● **Excerpts from a point labeling dataset**:
-.-.-

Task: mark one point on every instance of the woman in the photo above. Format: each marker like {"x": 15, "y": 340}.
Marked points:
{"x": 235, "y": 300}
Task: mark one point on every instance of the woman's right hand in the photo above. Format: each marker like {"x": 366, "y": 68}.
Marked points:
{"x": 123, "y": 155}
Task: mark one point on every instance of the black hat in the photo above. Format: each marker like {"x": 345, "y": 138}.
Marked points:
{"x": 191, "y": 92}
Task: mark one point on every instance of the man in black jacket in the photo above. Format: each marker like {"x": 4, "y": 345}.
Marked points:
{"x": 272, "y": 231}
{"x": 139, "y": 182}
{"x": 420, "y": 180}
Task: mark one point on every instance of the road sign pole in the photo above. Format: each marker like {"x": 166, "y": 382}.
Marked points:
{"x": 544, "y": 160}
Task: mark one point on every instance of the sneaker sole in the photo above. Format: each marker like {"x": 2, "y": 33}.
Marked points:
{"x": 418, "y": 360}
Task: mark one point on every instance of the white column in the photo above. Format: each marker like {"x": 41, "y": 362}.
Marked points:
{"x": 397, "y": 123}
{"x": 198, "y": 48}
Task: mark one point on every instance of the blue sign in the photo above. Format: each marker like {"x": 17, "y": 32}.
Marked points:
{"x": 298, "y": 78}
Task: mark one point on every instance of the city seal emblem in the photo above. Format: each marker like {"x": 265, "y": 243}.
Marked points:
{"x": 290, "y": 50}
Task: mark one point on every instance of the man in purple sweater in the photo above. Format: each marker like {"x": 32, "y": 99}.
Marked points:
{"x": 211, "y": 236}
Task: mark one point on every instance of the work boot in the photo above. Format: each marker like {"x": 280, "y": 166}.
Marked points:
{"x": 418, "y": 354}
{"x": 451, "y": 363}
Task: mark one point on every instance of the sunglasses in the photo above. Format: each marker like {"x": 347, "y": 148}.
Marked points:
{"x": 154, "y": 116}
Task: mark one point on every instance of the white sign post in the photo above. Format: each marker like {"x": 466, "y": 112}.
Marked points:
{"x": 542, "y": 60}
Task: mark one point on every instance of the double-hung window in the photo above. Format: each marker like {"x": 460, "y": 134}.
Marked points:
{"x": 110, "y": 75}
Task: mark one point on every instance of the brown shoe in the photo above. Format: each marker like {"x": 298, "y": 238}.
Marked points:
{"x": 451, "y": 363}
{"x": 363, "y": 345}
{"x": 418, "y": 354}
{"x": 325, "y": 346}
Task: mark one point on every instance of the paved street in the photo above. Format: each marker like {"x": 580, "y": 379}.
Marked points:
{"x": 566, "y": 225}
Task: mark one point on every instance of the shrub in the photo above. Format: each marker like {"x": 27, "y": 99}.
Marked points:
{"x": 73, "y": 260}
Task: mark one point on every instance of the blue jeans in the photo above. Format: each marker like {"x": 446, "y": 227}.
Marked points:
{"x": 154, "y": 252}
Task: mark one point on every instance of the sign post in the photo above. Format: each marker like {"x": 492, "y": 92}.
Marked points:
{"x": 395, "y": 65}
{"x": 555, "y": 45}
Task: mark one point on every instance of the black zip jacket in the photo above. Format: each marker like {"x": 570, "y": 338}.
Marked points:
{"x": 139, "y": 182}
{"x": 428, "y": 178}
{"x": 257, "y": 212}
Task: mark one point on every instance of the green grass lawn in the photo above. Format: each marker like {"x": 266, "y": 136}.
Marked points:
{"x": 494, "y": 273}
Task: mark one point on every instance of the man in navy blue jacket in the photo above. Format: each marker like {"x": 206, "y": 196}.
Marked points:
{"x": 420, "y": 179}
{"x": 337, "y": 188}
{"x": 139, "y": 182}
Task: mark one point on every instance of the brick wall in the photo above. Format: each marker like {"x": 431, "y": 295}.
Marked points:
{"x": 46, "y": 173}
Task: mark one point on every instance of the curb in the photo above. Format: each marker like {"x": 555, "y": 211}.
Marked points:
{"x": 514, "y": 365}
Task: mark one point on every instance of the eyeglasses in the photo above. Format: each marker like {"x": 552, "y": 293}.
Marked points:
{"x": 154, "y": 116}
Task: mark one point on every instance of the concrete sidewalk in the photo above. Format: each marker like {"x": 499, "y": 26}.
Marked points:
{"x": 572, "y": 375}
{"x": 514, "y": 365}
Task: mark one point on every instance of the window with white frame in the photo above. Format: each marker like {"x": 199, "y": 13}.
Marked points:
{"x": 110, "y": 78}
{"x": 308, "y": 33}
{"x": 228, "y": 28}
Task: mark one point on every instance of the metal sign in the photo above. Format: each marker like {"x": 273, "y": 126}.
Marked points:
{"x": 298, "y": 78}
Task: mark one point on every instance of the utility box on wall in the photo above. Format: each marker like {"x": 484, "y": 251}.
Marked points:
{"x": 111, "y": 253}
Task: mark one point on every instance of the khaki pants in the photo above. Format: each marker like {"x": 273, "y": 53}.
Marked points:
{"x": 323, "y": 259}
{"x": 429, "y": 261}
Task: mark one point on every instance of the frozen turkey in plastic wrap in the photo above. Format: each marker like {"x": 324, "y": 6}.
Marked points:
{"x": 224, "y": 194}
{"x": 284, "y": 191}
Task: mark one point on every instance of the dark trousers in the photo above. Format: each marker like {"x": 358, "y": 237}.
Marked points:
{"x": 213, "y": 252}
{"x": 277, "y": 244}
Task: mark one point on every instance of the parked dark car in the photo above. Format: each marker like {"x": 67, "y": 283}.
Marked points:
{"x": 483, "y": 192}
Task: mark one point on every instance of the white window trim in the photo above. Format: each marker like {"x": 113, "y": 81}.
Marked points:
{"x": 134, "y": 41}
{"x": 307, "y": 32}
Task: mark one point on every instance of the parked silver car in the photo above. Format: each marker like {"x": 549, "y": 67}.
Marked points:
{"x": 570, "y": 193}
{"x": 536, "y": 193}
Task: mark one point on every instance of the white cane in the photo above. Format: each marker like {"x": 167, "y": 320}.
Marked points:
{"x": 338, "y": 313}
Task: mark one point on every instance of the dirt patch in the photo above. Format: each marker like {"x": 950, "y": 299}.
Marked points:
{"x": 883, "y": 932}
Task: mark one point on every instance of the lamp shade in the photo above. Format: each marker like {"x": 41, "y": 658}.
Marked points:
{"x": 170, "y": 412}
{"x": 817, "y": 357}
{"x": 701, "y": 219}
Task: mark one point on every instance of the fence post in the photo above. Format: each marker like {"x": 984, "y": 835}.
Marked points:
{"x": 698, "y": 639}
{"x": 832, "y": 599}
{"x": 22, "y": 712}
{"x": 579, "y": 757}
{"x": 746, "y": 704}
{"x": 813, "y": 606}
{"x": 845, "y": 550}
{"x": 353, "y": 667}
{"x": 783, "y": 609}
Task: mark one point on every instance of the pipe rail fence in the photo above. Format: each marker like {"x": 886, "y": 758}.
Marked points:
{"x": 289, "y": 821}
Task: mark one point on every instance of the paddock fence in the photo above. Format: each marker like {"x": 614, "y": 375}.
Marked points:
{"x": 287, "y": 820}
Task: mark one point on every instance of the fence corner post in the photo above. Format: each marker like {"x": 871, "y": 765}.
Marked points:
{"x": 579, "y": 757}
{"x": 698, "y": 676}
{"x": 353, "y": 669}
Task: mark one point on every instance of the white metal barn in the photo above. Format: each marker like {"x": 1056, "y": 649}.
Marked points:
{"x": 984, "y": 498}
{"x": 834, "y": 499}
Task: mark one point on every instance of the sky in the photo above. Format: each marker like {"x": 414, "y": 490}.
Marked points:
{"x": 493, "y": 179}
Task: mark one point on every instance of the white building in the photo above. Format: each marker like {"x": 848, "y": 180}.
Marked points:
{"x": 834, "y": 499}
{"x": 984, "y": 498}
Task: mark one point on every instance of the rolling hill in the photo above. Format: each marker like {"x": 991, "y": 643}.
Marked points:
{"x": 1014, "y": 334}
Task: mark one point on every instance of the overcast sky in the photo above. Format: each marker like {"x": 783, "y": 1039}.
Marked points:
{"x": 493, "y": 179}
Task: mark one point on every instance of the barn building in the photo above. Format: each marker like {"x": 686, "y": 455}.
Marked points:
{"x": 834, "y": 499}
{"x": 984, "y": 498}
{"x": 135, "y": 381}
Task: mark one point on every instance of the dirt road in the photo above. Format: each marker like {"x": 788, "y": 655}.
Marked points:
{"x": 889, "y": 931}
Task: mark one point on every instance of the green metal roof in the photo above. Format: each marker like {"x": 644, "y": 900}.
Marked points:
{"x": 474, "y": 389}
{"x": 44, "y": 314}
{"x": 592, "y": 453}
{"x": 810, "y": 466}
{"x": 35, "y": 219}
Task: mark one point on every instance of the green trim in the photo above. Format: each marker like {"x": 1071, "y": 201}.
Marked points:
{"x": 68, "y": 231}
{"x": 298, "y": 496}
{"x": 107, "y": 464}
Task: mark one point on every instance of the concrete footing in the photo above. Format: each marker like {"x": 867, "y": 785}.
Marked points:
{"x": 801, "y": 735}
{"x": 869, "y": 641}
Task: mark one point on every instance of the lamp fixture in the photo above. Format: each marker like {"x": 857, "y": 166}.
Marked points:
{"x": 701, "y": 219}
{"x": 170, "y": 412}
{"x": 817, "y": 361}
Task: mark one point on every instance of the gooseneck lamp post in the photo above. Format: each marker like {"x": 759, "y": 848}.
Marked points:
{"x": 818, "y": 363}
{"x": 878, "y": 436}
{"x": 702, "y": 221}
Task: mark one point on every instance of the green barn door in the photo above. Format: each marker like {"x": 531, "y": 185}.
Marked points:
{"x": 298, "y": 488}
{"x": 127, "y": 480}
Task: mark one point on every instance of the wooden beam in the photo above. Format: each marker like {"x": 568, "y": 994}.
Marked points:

-.-.-

● **STATED TASK**:
Copy the lines of the records above word for word, starting at the line that contains "Task: mark one point on every instance of the green barn" and continuing through the last line of the records.

● **EXERCISE ANSWER**:
Task: mark one point on every instance of the green barn door in the photo above. Format: each marker like {"x": 531, "y": 185}.
Marked points:
{"x": 298, "y": 488}
{"x": 127, "y": 480}
Task: mark one point on every instance of the wooden beam in the photo above. Format: each marker like {"x": 568, "y": 994}.
Marked points:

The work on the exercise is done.